What the exercise asks: Copy out the listing below, beginning at its very first line and ending with the line that contains "positive clicks: (112, 351)", both included.
-------- Task inputs
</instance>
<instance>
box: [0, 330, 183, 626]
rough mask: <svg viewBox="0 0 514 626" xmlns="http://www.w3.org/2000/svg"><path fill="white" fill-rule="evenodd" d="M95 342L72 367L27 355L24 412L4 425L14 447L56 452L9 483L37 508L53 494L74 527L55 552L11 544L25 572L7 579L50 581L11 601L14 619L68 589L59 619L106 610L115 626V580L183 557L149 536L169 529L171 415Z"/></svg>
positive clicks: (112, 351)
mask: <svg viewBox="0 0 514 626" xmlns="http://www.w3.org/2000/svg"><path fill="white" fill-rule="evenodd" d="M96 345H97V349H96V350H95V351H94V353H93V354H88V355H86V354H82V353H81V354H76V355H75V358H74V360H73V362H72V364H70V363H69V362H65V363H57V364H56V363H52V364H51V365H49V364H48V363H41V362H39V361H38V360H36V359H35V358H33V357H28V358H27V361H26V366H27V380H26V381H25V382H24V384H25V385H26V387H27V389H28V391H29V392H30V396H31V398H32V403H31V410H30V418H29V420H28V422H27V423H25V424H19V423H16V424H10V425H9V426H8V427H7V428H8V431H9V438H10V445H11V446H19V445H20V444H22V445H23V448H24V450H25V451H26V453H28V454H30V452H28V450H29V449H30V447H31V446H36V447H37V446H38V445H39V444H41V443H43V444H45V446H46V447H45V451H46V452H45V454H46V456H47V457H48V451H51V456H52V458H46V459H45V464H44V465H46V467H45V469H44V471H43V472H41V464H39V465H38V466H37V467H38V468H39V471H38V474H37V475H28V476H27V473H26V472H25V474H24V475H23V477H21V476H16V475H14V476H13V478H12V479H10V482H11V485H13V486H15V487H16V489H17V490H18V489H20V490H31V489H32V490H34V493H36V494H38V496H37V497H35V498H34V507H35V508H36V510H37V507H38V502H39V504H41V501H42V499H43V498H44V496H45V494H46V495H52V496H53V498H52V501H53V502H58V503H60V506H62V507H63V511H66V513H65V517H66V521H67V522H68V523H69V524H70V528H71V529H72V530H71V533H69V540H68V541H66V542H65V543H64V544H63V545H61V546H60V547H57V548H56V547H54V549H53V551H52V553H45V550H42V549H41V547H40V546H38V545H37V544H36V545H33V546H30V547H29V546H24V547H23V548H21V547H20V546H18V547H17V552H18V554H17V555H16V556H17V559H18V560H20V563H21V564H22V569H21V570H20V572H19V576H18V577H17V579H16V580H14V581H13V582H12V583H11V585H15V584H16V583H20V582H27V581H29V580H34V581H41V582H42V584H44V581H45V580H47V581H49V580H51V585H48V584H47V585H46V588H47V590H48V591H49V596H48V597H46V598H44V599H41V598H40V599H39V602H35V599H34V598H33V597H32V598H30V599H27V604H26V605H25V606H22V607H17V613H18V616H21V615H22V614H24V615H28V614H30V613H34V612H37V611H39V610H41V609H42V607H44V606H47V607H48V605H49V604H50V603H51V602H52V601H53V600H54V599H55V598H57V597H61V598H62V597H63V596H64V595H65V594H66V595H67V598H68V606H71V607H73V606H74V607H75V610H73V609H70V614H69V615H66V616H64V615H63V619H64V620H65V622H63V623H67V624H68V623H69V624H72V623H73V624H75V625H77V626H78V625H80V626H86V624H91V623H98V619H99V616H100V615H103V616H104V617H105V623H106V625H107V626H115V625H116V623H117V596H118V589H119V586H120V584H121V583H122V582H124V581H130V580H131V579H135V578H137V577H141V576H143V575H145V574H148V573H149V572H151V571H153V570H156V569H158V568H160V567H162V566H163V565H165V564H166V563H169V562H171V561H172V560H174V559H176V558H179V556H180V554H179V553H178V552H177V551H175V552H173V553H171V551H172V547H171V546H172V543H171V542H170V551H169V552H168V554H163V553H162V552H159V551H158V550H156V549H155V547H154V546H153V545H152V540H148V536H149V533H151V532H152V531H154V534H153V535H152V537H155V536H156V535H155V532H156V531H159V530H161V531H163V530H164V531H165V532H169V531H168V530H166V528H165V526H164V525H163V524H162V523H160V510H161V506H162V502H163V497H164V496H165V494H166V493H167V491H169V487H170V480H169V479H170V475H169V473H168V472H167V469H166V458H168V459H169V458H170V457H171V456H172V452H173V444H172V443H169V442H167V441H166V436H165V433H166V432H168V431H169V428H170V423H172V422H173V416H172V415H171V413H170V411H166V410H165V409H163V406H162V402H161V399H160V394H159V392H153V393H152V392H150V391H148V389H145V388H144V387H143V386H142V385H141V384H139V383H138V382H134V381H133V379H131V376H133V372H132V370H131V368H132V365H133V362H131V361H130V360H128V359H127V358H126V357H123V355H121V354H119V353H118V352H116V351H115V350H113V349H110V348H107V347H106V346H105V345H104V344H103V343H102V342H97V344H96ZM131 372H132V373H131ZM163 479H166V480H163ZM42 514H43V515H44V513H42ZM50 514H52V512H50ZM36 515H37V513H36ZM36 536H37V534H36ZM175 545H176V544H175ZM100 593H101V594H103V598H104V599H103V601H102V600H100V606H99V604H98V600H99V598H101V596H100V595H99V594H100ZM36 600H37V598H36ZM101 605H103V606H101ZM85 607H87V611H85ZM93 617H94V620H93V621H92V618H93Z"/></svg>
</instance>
----------------
Task solution:
</instance>
<instance>
box: [0, 330, 183, 626]
rough mask: <svg viewBox="0 0 514 626" xmlns="http://www.w3.org/2000/svg"><path fill="white" fill-rule="evenodd" d="M95 342L72 367L27 355L24 412L4 425L14 447L56 452L9 483L37 508L53 494L74 527L55 552L11 544L25 572L7 579L50 581L11 601L14 619L68 589L59 619L106 610L115 626V580L183 557L149 536L169 529L171 415Z"/></svg>
positive clicks: (112, 351)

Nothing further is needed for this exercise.